Okay the other day I told you about my wife’s flip project. I’ve also told you about my small bit roles. I had mentioned the small (30 x 22), front yard of the home that is now on the market. It would be my “pet project” as part of the Pennington Seed #Seed4Yourself program. If you remember, I had to opportunity to visit the folks from Pennington. There I learned all about grass seed.
Why Was I Seeding This Lawn, Now?
This front yard, when the home was purchased, had a medium-sized and unruly tree smack dab in the middle of it. In an effort to make the home more curb-appealing, Mrs. Moxie and the Other Man, Mr. Paul had it removed. As the trunk was ground down, it left a rather large “hole” in approximately 30% of the plot. Add to that the regular abuse you can expect with large scale renovation work. I mean – this front yard was in need of, well, a good seeding. That was decided early on.
Now, I am pretty sure it is common knowledge that when seeding a new lawn, it is best to do so in Spring or in Fall. At the point when I got to it, it was officially, well, Summer. The following week’s temperatures set to hit the hundreds. Ugh! I mean – it said right of the bag of Sun and Shade Mix — “When to Plant: Temperatures between 60 & 80 degrees F.”
I was at a point so far out of the ideal planting period that I actually had one home center employee say to me, “It’s gonna die.” To this, I responded, “But I gotta try.”

* Data listing
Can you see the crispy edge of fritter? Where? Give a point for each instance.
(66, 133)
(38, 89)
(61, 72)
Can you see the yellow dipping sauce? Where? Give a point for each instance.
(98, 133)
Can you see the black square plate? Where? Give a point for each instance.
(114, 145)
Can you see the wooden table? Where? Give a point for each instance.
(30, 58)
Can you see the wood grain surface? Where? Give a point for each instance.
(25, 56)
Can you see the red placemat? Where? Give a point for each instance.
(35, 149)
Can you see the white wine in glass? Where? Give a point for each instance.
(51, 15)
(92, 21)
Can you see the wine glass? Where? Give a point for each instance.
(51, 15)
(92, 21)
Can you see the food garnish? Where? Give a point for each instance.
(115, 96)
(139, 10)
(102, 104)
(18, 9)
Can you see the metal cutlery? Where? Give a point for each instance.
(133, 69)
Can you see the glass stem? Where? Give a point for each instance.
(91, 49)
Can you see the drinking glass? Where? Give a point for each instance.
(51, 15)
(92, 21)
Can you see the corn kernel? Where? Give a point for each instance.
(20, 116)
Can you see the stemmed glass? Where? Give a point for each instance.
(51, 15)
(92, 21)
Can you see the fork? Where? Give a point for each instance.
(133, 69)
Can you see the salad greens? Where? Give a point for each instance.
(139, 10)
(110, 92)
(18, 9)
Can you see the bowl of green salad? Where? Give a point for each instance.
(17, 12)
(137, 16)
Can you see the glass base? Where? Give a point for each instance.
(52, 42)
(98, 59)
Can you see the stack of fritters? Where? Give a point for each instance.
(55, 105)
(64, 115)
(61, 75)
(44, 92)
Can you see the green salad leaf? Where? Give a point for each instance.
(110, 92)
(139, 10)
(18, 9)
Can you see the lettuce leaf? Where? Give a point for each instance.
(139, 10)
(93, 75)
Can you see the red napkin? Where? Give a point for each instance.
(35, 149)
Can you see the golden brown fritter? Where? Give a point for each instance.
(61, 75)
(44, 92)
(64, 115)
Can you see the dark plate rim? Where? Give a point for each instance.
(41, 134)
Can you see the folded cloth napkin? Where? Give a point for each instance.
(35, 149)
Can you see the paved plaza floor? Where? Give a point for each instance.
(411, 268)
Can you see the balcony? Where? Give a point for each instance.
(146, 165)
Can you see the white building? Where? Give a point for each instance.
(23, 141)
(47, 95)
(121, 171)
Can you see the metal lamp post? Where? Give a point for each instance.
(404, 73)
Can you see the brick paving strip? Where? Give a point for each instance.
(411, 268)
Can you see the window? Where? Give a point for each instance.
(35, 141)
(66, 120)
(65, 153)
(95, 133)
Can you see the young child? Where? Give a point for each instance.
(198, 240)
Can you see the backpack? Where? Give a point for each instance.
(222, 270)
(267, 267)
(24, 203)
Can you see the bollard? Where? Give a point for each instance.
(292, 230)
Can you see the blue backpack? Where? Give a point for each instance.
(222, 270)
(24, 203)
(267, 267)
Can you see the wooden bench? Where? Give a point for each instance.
---
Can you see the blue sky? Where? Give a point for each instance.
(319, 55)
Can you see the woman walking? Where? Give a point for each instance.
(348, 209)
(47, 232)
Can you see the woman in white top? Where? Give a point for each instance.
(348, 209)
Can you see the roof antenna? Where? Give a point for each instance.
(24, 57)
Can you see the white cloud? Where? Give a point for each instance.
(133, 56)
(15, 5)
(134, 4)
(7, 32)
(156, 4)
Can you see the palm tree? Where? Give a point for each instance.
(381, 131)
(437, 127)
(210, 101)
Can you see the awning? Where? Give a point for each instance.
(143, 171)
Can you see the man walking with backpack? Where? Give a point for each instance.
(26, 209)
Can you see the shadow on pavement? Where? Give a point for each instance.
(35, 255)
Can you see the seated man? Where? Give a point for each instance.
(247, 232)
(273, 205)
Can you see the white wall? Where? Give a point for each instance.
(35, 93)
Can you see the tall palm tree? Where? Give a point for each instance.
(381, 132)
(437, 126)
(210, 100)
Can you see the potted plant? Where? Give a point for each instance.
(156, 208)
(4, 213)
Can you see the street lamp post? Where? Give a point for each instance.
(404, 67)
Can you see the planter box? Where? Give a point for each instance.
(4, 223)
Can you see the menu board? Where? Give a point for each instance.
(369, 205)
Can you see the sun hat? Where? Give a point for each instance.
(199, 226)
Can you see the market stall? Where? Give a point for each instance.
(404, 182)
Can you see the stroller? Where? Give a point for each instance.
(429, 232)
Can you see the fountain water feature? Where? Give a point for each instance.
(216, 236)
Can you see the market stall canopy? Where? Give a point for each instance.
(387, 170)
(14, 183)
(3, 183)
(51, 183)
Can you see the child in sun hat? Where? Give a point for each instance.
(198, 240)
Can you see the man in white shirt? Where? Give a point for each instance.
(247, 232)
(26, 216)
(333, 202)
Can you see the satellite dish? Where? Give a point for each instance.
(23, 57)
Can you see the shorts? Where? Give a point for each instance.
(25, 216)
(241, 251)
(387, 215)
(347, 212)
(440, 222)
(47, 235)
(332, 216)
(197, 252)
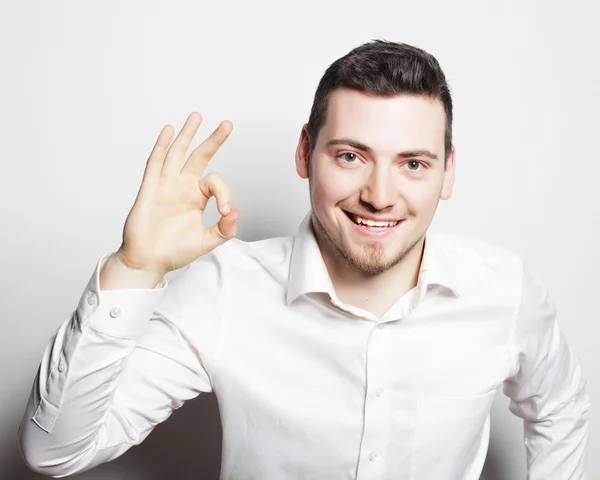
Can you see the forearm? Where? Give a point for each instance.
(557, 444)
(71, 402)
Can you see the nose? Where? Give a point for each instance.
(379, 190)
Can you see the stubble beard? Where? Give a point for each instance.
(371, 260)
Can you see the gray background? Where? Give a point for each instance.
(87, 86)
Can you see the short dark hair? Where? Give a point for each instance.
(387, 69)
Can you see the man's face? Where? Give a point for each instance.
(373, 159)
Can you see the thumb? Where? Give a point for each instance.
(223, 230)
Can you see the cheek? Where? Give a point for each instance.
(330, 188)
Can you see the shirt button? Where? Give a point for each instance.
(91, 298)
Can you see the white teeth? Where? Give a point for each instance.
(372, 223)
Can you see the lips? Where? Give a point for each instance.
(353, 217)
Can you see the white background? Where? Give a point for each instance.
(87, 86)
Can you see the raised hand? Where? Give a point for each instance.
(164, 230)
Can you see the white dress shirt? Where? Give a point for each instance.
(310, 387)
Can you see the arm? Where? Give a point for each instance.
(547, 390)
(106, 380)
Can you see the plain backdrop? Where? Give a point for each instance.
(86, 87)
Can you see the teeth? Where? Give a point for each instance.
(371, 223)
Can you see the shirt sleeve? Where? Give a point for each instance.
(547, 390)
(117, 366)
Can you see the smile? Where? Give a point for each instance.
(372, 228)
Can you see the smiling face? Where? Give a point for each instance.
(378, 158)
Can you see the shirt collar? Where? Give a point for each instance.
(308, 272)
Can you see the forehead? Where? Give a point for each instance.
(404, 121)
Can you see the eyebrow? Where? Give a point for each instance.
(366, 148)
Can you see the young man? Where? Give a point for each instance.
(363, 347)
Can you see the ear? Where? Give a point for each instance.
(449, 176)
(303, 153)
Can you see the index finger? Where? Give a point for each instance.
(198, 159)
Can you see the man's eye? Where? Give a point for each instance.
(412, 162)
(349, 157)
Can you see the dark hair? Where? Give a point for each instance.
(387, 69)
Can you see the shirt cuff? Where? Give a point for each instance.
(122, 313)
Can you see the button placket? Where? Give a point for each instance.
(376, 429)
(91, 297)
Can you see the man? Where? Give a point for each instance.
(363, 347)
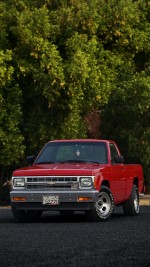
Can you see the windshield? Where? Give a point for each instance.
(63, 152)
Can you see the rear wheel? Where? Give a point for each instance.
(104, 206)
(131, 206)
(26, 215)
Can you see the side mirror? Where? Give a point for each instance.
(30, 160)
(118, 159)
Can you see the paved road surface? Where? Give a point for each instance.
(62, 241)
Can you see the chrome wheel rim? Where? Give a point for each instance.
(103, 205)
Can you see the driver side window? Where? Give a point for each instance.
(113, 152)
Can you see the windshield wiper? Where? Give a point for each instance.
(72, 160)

* Stated task A
Copy the lawn-seeding post word for word from "This front yard, when" to "decided early on.".
* Stated task B
In the lawn-seeding post, what stood in the middle of the front yard when the home was bought?
* Stated task C
Put this sentence from the lawn-seeding post into Spanish: "Add to that the regular abuse you can expect with large scale renovation work."
The items have nothing to do with the lawn-seeding post.

* Result A
This front yard, when the home was purchased, had a medium-sized and unruly tree smack dab in the middle of it. In an effort to make the home more curb-appealing, Mrs. Moxie and the Other Man, Mr. Paul had it removed. As the trunk was ground down, it left a rather large “hole” in approximately 30% of the plot. Add to that the regular abuse you can expect with large scale renovation work. I mean – this front yard was in need of, well, a good seeding. That was decided early on.

* Result B
A medium-sized and unruly tree.

* Result C
Súmale a eso el maltrato habitual que se puede esperar de una obra de renovación a gran escala.